## Text segment
§ §
[Dominators] Simplify and optimize path compression used in link-eval forest.

Summary:
* NodeToInfo[*] have been allocated so the addresses are stable. We can store them instead of NodePtr to save NumToNode lookups.
* Nodes are traversed twice. Using `Visited` to check the traversal number is expensive and obscure. Just split the two traversals into two loops explicitly.
* The check `VInInfo.DFSNum < LastLinked` is redundant as it is implied by `VInInfo->Parent < LastLinked`
* VLabelInfo PLabelInfo are used to save a NodeToInfo lookup in the second traversal.

Also add some comments explaining eval().
§ §
## Data segment

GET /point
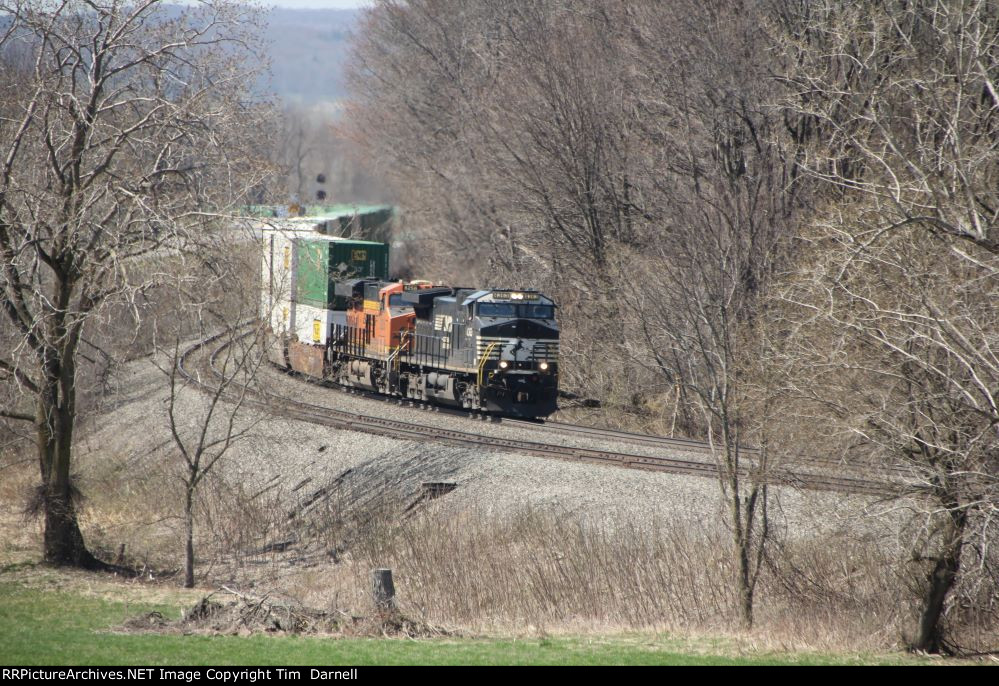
§ §
## Task details
Reproduce the entire commit message above on path compression in the link-eval forest, word for word.

## Answer to this exercise
[Dominators] Simplify and optimize path compression used in link-eval forest.

Summary:
* NodeToInfo[*] have been allocated so the addresses are stable. We can store them instead of NodePtr to save NumToNode lookups.
* Nodes are traversed twice. Using `Visited` to check the traversal number is expensive and obscure. Just split the two traversals into two loops explicitly.
* The check `VInInfo.DFSNum < LastLinked` is redundant as it is implied by `VInInfo->Parent < LastLinked`
* VLabelInfo PLabelInfo are used to save a NodeToInfo lookup in the second traversal.

Also add some comments explaining eval().